Paginatekst >>
< Exodus 14 >

1 Nu sprak Jahweh tot Moses:
Y habló Jehová a Moisés, diciendo:
2 Zeg de kinderen Israëls, dat zij van richting veranderen en zich moeten legeren bij Pi-Hachirot, tussen Migdol en de zee; bij de zee recht tegenover Baal-Sefon moet ge uw legerplaats opslaan.
Habla a los hijos de Israel, que den la vuelta, y asienten su campo delante de Pihahirot, entre Magdal y la mar hacia Baalzefón: delante de él asentaréis el campo junto a la mar.
3 Dan zal Farao denken, dat de Israëlieten in het land zijn verdwaald en in de woestijn zijn blijven steken.
Porque Faraón dirá de los hijos de Israel: Encerrados están en la tierra, el desierto los ha encerrado.
4 En Ik zal het hart van Farao verharden, zodat hij hen achterna zal zetten. Dan zal Ik mijn heerlijkheid tonen aan Farao en heel zijn legermacht, en de Egyptenaren zullen weten, dat Ik Jahweh ben. Zo deden ze dan.

Aangeleverde gegevens >>

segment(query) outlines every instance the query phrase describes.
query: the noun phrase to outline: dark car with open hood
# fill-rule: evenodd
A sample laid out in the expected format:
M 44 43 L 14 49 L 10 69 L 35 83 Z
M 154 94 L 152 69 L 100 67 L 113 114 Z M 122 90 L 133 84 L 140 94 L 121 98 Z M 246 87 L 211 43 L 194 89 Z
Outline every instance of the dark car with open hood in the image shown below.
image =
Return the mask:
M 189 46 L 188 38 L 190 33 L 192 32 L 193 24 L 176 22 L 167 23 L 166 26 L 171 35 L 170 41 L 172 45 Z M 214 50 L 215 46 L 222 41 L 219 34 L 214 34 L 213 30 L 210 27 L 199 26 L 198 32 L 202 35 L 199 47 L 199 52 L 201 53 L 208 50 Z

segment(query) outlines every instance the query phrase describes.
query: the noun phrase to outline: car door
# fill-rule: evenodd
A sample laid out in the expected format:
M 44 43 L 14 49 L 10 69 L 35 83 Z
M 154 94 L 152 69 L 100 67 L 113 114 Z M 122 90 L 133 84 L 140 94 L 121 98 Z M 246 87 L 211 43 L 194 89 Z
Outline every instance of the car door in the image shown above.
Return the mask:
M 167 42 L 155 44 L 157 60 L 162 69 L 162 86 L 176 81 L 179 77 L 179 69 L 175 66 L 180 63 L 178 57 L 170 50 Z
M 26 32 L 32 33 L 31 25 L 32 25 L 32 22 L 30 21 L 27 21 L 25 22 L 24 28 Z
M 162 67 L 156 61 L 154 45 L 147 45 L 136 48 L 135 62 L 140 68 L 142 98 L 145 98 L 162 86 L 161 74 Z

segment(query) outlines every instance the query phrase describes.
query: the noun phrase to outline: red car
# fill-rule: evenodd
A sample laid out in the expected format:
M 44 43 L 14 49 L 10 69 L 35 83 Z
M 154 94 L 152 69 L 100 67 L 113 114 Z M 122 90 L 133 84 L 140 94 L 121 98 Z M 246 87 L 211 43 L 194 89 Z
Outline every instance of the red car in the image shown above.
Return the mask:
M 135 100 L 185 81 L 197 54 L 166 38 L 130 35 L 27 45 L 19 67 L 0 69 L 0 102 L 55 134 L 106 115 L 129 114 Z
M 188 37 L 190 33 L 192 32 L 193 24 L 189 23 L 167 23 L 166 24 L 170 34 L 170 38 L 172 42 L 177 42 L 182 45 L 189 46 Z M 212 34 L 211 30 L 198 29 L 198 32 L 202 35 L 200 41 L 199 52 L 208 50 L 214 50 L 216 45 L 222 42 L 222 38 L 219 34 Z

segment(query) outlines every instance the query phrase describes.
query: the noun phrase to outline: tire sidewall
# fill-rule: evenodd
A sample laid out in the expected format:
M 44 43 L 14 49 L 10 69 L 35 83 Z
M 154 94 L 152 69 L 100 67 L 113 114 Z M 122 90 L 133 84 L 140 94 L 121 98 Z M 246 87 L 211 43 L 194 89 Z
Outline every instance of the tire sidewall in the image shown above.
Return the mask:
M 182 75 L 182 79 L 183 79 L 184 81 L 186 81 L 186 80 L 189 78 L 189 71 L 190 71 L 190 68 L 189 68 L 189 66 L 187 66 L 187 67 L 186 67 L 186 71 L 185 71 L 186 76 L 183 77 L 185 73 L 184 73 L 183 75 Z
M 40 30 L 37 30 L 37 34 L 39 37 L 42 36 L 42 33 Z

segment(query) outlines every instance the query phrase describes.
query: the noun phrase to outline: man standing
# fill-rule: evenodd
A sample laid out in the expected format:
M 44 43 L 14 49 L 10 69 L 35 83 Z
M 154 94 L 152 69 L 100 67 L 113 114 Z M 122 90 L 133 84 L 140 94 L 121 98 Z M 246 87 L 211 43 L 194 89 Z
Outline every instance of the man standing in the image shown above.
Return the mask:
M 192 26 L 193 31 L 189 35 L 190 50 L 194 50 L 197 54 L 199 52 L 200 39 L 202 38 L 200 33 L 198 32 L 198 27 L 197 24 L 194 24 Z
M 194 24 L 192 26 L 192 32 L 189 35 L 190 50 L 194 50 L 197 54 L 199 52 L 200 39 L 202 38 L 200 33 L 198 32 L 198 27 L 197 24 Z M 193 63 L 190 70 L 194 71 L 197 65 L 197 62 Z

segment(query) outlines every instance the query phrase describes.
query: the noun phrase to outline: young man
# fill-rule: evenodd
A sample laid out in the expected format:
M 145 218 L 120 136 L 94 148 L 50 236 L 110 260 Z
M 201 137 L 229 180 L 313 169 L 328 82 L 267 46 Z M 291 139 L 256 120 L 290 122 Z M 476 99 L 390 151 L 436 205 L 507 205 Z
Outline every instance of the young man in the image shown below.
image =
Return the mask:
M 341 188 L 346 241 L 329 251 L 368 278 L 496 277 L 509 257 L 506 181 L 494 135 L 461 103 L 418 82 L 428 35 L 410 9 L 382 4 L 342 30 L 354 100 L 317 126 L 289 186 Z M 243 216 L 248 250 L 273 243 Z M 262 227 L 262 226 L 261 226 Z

* * *

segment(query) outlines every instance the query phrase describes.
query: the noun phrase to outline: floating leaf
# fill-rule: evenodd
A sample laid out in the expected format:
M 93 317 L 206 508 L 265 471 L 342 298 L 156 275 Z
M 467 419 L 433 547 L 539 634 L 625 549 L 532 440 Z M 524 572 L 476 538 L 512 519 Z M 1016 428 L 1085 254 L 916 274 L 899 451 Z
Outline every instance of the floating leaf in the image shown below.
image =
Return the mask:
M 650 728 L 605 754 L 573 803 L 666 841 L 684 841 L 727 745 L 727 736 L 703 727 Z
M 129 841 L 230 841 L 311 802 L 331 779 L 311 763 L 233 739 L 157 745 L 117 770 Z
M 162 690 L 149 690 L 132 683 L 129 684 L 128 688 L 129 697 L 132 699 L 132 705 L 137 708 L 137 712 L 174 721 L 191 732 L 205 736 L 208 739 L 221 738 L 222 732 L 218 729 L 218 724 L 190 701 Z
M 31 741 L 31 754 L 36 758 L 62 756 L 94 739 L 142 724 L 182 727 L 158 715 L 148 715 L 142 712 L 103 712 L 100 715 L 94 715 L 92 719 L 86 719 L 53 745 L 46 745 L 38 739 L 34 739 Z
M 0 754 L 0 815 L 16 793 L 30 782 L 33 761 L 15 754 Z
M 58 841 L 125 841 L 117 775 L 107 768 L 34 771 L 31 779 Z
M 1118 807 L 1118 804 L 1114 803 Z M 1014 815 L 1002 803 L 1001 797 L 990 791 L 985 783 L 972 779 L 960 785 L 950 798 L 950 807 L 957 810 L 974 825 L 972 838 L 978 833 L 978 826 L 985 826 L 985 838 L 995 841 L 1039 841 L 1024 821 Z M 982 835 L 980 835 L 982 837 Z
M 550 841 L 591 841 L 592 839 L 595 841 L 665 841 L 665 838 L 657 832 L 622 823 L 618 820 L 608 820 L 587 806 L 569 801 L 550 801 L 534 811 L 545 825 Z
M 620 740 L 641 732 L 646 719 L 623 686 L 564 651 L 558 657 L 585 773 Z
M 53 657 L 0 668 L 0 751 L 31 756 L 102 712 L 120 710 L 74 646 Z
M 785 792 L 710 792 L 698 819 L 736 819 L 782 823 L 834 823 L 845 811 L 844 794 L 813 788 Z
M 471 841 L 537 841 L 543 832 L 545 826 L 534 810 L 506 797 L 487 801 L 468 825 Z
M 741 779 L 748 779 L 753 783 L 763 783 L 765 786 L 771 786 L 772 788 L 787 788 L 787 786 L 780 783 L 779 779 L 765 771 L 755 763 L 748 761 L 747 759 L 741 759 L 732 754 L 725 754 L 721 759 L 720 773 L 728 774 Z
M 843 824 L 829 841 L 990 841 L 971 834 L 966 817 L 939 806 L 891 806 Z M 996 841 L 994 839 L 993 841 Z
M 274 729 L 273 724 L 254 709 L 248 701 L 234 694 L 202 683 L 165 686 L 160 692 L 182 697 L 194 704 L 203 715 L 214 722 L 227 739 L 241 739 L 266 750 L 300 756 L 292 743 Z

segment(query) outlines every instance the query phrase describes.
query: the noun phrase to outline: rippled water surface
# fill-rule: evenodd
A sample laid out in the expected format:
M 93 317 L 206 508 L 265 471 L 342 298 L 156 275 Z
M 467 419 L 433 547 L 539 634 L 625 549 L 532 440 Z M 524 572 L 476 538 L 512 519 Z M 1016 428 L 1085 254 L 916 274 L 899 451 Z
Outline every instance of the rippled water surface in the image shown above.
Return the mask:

Opdrachten >>
1/ Bij welke plaats moeten de kinderen Israëls zich volgens de paginatekst legeren?
2/ Noem alle plaatsnamen die in de Nederlandse verzen van de paginatekst voorkomen.
3/ Werk de paginatekst bij door het stuk dat begint bij "< Exodus 14" en eindigt bij "junto a la mar." opnieuw te geven, met "Moses" vervangen door "Mozes".

Antwoorden op volgorde >>
1/ Bij Pi-Hachirot, tussen Migdol en de zee.

2/ Pi-Hachirot, Migdol, Baal-Sefon

3/
< Exodus 14 >

1 Nu sprak Jahweh tot Mozes:
Y habló Jehová a Moisés, diciendo:
2 Zeg de kinderen Israëls, dat zij van richting veranderen en zich moeten legeren bij Pi-Hachirot, tussen Migdol en de zee; bij de zee recht tegenover Baal-Sefon moet ge uw legerplaats opslaan.
Habla a los hijos de Israel, que den la vuelta, y asienten su campo delante de Pihahirot, entre Magdal y la mar hacia Baalzefón: delante de él asentaréis el campo junto a la mar.